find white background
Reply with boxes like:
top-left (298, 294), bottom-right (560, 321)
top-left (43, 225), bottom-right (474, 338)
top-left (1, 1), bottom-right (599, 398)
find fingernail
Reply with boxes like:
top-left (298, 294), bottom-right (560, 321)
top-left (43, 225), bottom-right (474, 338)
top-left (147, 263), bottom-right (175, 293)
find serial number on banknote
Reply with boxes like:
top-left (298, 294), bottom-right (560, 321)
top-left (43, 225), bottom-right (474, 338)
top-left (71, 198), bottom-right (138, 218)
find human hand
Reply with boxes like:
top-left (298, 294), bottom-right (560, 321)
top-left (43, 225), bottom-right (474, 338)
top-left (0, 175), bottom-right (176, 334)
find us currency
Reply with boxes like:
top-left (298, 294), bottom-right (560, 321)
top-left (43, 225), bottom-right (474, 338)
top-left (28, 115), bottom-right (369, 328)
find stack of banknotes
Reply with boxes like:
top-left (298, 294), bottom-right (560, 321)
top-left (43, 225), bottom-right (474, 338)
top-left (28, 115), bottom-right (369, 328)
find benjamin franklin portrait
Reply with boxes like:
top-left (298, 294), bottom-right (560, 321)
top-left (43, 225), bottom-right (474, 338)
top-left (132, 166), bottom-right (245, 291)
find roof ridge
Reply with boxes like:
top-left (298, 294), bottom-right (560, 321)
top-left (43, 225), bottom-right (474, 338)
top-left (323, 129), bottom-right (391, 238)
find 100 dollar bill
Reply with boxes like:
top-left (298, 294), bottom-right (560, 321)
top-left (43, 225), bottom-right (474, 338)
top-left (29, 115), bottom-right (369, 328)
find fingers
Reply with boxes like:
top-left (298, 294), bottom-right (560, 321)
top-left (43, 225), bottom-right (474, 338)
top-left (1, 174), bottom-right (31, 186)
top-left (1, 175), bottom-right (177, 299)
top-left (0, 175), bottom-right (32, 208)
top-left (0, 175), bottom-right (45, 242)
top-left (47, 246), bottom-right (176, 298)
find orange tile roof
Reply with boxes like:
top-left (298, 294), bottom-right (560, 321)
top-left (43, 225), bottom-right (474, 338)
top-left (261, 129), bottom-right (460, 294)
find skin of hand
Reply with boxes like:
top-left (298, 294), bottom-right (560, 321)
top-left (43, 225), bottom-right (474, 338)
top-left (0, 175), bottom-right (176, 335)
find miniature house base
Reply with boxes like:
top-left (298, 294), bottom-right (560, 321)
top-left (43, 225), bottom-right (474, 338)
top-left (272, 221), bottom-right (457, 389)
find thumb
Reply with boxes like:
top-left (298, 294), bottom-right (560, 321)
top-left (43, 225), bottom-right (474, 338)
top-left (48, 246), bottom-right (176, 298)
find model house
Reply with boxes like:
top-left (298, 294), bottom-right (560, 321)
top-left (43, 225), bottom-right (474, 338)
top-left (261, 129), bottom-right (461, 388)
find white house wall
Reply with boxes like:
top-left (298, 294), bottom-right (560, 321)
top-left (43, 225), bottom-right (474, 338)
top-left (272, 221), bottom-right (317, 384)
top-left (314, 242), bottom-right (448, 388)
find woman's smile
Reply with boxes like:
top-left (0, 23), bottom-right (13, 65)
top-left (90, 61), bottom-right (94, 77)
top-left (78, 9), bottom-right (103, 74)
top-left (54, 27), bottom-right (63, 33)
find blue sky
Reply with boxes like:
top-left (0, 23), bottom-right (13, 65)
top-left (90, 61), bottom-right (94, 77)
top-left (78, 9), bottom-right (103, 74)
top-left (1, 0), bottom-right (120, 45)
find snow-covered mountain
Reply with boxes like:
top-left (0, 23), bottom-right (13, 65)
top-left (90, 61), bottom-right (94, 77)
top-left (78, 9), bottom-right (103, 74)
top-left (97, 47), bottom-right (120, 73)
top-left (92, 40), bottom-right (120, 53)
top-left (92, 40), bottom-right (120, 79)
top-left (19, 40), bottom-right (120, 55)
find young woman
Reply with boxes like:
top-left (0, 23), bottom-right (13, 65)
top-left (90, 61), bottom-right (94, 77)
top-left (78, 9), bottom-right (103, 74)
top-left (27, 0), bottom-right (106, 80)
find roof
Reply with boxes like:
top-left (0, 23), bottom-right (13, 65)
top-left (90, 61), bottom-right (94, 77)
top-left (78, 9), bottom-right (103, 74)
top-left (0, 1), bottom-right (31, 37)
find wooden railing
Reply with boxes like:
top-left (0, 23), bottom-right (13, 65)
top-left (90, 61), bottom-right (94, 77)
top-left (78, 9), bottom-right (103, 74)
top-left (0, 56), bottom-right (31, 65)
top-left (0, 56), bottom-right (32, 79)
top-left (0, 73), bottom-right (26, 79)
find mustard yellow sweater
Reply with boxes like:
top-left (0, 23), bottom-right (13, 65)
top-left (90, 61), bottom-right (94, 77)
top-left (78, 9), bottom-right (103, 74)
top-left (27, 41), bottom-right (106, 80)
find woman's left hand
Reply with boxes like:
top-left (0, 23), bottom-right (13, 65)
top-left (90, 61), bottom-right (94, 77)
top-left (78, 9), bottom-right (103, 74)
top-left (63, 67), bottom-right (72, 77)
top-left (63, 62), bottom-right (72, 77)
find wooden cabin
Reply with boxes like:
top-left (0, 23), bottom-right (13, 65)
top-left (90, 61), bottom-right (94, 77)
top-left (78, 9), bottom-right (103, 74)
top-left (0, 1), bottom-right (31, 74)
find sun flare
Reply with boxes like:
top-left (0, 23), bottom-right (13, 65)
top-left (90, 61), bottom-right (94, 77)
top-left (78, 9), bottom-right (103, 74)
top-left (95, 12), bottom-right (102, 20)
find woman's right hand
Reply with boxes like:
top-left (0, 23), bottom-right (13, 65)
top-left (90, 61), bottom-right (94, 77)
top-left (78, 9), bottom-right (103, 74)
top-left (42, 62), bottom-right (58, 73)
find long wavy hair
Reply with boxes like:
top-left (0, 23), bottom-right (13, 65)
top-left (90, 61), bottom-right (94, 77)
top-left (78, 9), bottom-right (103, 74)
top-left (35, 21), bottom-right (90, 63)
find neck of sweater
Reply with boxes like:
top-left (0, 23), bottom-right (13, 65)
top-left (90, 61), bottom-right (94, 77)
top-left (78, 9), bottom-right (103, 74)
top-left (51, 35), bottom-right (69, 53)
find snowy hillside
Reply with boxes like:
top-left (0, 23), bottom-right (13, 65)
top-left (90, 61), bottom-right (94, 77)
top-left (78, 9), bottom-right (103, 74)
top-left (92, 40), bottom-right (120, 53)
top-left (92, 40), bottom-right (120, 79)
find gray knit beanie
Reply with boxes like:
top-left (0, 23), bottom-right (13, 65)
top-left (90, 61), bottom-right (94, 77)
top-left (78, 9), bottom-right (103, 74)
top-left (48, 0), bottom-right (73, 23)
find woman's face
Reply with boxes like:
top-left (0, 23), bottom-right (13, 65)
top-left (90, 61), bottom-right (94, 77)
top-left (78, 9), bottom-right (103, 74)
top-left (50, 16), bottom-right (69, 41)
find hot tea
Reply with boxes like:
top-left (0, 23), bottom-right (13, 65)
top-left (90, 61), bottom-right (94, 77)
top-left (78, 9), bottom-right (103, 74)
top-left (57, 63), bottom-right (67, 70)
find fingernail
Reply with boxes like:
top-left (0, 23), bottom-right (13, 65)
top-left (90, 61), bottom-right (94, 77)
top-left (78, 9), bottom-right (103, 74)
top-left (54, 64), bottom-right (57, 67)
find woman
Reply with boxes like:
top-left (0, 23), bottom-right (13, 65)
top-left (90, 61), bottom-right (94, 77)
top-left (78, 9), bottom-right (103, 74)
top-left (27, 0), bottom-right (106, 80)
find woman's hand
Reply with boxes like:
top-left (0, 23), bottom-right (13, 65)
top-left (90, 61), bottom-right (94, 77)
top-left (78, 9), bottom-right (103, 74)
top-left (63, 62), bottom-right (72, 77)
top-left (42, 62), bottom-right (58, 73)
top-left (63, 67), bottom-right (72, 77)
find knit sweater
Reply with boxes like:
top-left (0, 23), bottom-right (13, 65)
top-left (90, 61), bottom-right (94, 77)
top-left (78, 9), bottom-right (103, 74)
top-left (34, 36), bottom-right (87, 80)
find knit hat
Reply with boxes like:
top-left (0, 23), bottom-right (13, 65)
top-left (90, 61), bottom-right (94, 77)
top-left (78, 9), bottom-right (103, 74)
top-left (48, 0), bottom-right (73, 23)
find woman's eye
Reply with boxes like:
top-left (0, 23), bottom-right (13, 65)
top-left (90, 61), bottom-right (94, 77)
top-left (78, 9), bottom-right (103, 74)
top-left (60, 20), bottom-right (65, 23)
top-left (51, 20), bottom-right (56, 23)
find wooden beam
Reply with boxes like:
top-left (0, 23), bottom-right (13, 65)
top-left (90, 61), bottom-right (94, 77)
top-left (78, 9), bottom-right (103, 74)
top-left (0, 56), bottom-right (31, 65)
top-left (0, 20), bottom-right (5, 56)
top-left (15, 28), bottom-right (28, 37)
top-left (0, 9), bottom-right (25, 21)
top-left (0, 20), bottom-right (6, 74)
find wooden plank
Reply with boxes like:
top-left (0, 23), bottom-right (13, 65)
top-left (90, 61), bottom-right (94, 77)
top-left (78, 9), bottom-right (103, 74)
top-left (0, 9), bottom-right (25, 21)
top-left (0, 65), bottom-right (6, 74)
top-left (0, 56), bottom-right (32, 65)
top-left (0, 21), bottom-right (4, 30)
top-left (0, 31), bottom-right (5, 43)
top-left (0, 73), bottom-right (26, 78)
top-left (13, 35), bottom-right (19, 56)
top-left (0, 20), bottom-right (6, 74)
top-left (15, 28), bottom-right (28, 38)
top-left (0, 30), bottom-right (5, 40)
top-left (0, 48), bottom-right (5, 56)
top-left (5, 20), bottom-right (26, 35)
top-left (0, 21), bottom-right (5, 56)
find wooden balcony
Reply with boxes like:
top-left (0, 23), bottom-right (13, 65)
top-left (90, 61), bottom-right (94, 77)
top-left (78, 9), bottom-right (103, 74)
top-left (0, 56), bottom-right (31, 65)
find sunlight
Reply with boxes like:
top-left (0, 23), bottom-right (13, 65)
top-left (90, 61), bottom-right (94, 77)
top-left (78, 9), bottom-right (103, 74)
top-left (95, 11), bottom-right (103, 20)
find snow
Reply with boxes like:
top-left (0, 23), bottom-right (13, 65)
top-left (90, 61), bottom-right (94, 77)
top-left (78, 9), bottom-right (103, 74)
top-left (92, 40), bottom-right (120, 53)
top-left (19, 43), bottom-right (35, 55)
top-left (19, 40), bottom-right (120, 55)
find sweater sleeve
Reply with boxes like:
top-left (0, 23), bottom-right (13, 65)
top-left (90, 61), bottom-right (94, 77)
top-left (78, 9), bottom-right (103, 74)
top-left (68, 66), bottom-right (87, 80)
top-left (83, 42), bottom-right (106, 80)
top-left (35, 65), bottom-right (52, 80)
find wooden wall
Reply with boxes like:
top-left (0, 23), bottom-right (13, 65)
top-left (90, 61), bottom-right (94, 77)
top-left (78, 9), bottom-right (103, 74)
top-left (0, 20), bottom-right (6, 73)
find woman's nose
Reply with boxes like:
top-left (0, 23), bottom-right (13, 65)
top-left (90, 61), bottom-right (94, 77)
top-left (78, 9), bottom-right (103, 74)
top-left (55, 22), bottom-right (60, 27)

○ ○ ○

(Instructions to follow) Please report every line of the records above that contains the word "house".

(Response for this exercise)
find miniature house base
find model house
find white house wall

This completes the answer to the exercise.